● Required actions
[a] Translate this sentence from the text about the Golf's new features into French: "Instead of a handbrake lever, there is a main control switch plus an Auto Hold switch on the centre console."
[b] Name every Volkswagen model that appears in the text about the Golf's new features.
[c] Take the text about the Golf's new features further, picking up right after its last sentence.

● Excerpted text

*** Block opens ***

Technically, progressive steering differs from the basic steering system by the rack and pinion’s variable tooth spacing and a more powerful electric motor. Its functional difference: unlike with constant steering ratios, which by necessity always represent a compromise between dynamic performance and comfort, here the steering rack’s toothing is modified by the steering stroke. As a result, the transition between indirect steering behaviour in the mid-range (straight-line driving) and direct steering behaviour at larger steering wheel angles is designed to be progressive, which, as mentioned above, enables significantly more agile steering behaviour in dynamic driving situations. Parking the car thus becomes more comfortable, as the wheel needs to be turned less.
Variable ratios have long been known in the area of hydraulic steering systems; however, the tuning of such a steering system is subject to very tight limits, so that the driver is not overtaxed by the transitional behaviour. With the Golf’s new progressive steering system the situation is completely different: the combination of the steering rack’s progressive steering ratio and the tuning potential of an electro-mechanical steering system is systematically exploited in the Golf to realise optimised steering behaviour that is sporty yet practical in everyday driving.
Electric parking brake. For drivers of larger Volkswagen cars, such as the Passat or Tiguan, the electric parking brake is already taken for granted. Now, this handbrake is also making its way into the Golf. Instead of a handbrake lever, there is a main control switch plus an Auto Hold switch on the centre console. The electric parking brake offers numerous advantages: eliminating the conventional hand-brake frees up more space on the centre console; in addition, the brake is automatically released when driving off, making hill starts easier. Last but not least, the Auto Hold function prevents unintentional rolling from a standstill position.
Dynamic Light Assist. Via a camera on the windscreen, the system analyses the traffic ahead and the oncoming traffic. Based on this data, the main beam automatically comes on at speeds of over 65 km/h and stays on. This is how Dynamic Light Assist works: with the help of the camera the system masks the main beam modules of the bi-xenon headlights with dynamic cornering lights only in those areas that it calculates could potentially disturb other road users. This function is technically implemented by a pivoting masking aperture between the reflector with the xenon filament and the lens. Along with lateral swivelling of the entire module and independent control of the left and right headlights, this additional aperture geometry is able to mask the light source and thereby avoid dazzling traffic ahead or any oncoming traffic.
Light Assist. For models with headlights with no dynamic cornering light, the base version of the automatic main beam assistant is available. Light Assist analyses traffic ahead and oncoming traffic – via a camera in the windscreen – and automatically controls activation and deactivation of the main beam (at 65 km/h and above).

*** Block closes ***

● Records
*** Block opens ***

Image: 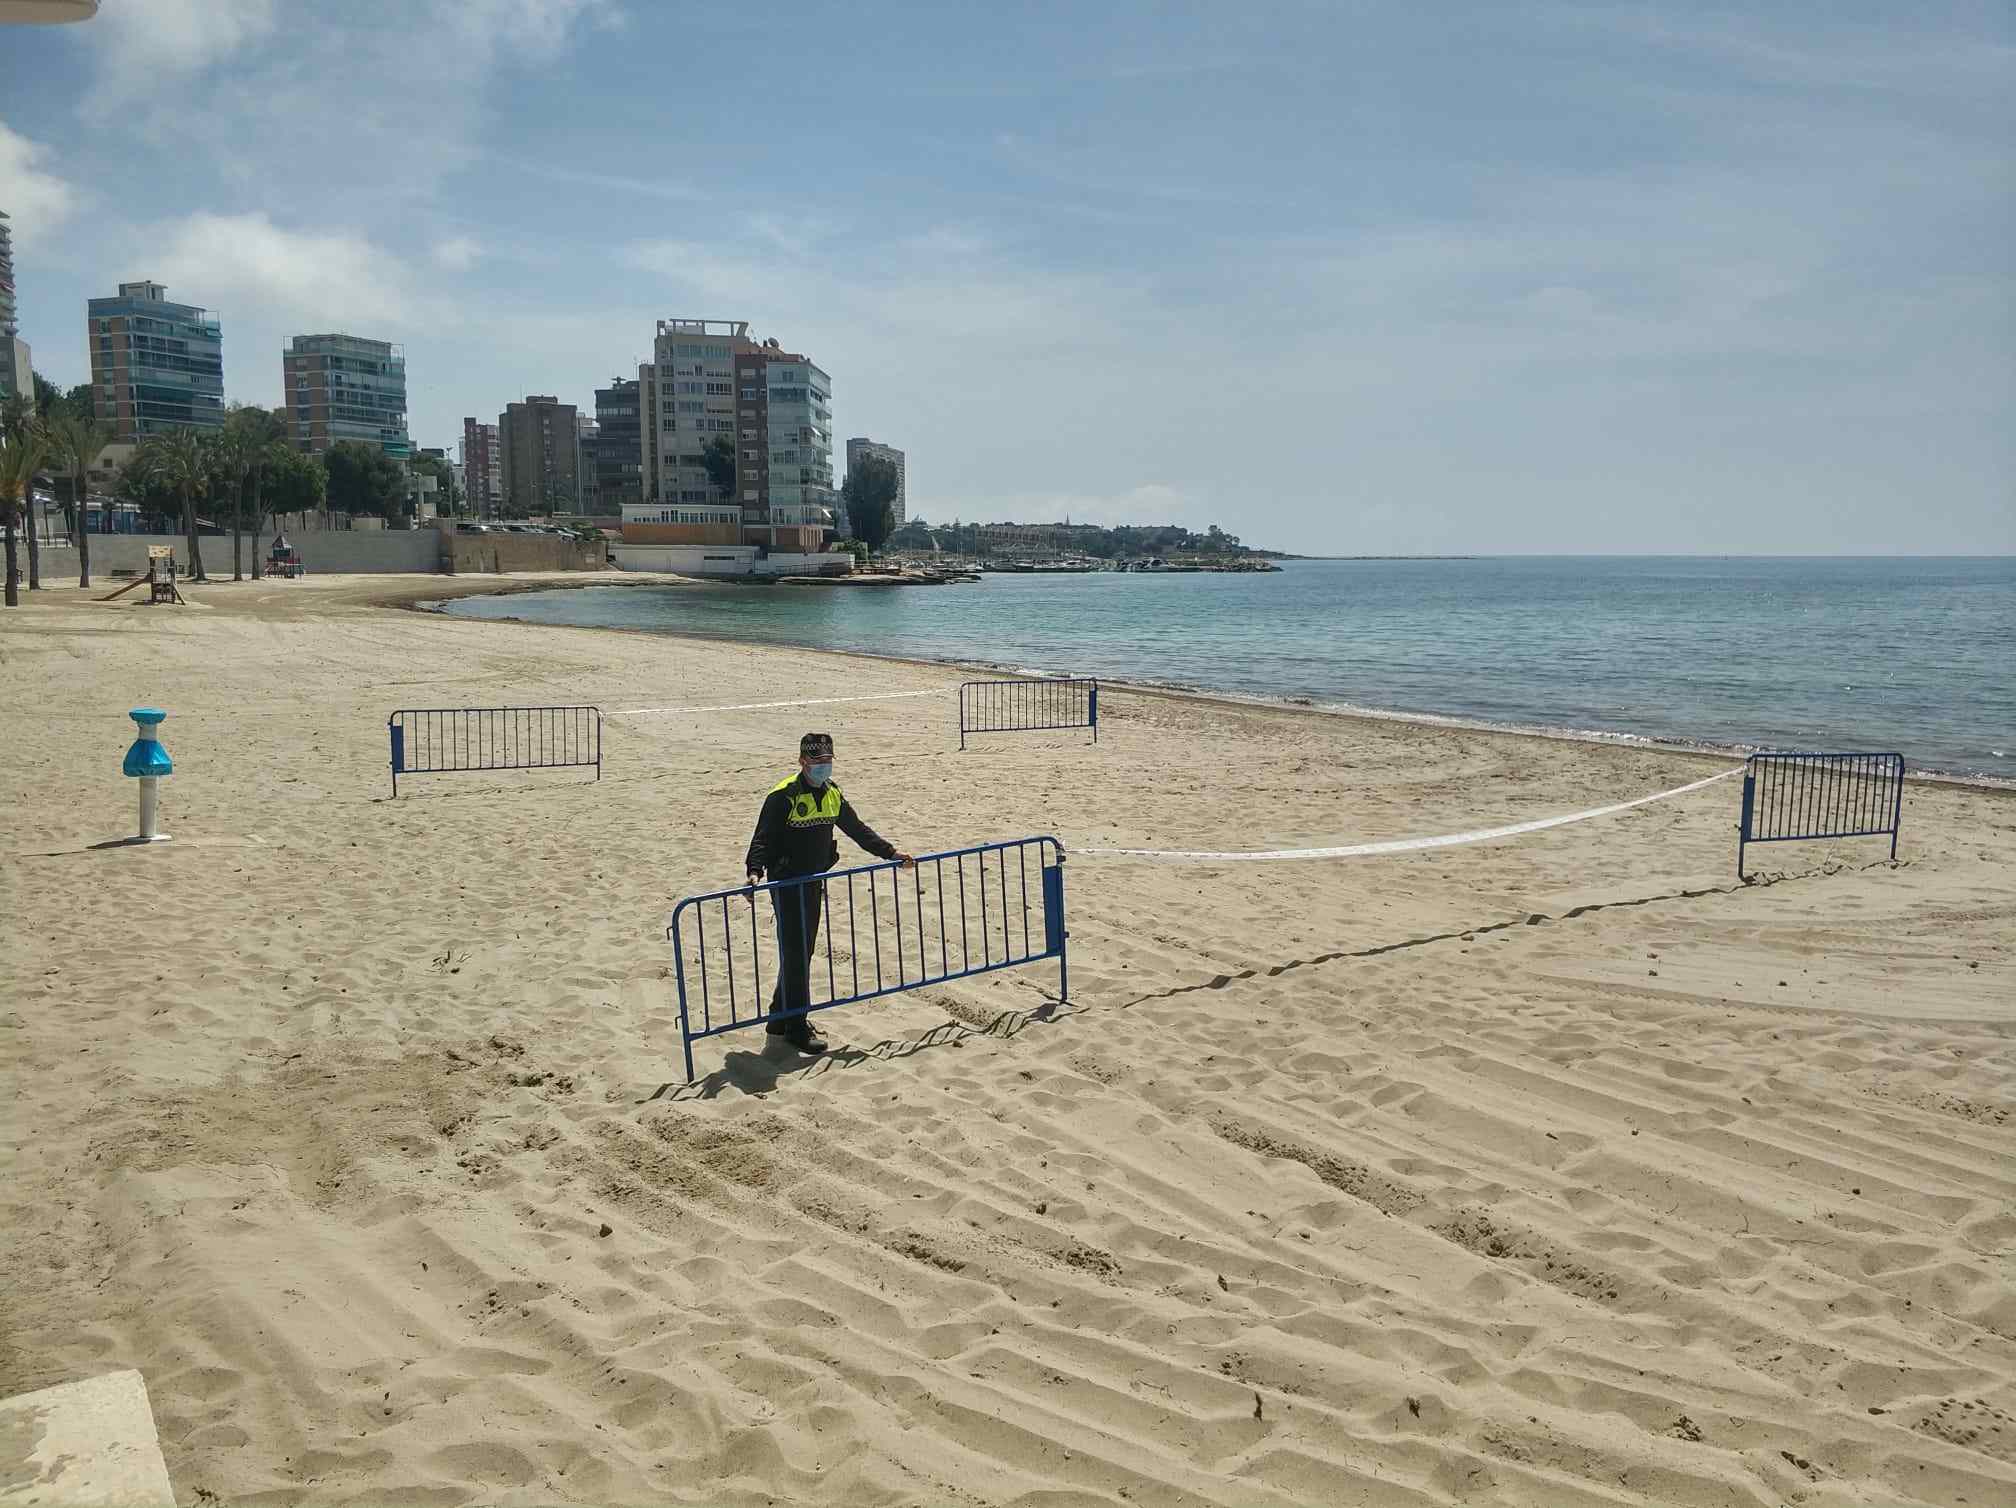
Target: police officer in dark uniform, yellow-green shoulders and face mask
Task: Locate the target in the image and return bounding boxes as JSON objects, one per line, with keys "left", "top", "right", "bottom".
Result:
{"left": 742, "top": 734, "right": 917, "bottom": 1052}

*** Block closes ***
*** Block opens ***

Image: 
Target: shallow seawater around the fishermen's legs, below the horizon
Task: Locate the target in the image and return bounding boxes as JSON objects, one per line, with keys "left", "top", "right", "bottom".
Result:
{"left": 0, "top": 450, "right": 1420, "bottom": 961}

*** Block closes ***

● Per-task answers
[a] Au lieu d'un levier de frein à main, il y a un interrupteur de commande principal ainsi qu'un interrupteur Auto Hold sur la console centrale.

[b] Golf, Passat, Tiguan

[c]
Road sign recognition. Road sign recognition initially made its debut in the Phaeton. In the new Golf it will be available in combination with a satellite navigation system. If via a camera integrated in the windscreen near to the rear-view mirror the recognition system recognises any speed limit or ‘No overtaking’ signs, up to three of these will get shown on the combined instrument panel in front of the driver and on the navigation system’s display. This will also include all additional information and the signs will appear in a logical order: ones that always apply (e.g. a ‘130’ km/h speed limit) get shown in first place, while signs that only apply at certain times (e.g. ‘80 when wet’) appear in second place. If the rain sensor registers that it is starting to rain, the traffic sign that now comes into force, i.e. the ‘When wet’ sign, moves up into first place.
Park Assist 2.0. The latest version of the parking assistance system now facilitates not only assisted parking parallel to the carriageway, but also reverse parking at right angles to the road. In addition, Park Assist 2.0 is also equipped with a braking and parking space exit function. The system can be activated at speeds of up to 40 km/h by pressing a button on the centre console. Using the indicators, the driver selects the side on which the car is to be parked. If, using the ultrasound sensors, Park Assist detects a large enough parking space (a manoeuvring distance of 40 cm front and back is sufficient), the assisted parking can begin: having put the vehicle into reverse, all the driver has to do is operate the accelerator and brake. The car takes care of the steering. Beeps and visual information on the multifunction display assist the driver. If a collision is looming, the system can also actively apply the vehicle’s brakes.
The new Golf. Infotainment systems – touchscreen as standard
First Volkswagen touchscreen with proximity sensor
Display automatically switches to operating mode as hand approaches
Three display sizes (5, 5.8, 8-inch); includes sat nav updates for three years
Wolfsburg / Berlin, 04 September 2012
Volkswagen is equipping the Golf with a new generation of radio and radio/navigation systems with completely new designs. All systems have a touchscreen as standard. The new device generation is available in six extension levels and in three different display sizes: 5-inch, 5.8-inch and 8-inch. For the first time, Volkswagen is implementing displays that have proximity sensors (5.8-inch display and above): as soon as the driver or front passenger moves a finger near to the touchscreen, the system automatically switches from display mode to input mode. The display mode shows a screen that is reduced to just the essentials. In operating mode, on the other hand, the elements that can be activated by touch are specially highlighted to simplify intuitive operation. The displays also have a function that enables lists to be scrolled or CD covers in the media library to be browsed by a wipe of the hand.
In designing the new generation of devices, Volkswagen’s primary goal was to integrate the most advanced infotainment applications into the Golf, which should be consistently easy to use – despite all of the complexity of today’s systems – i.e. they should be totally intuitive and therefore safe to use while driving.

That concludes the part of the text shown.